**About this task:** Exactly as written, transcribe the lines that run from the one containing "For every instance" to the end of the records below.

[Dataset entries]

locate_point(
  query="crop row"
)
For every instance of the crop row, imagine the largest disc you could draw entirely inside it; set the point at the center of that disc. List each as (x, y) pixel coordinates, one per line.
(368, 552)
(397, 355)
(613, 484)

**Completed task:**
For every instance of the crop row, imagine the largest disc you could draw entirely inside it; set the point at the center of that disc. List each as (x, y) pixel coordinates, one per line.
(368, 552)
(397, 355)
(613, 484)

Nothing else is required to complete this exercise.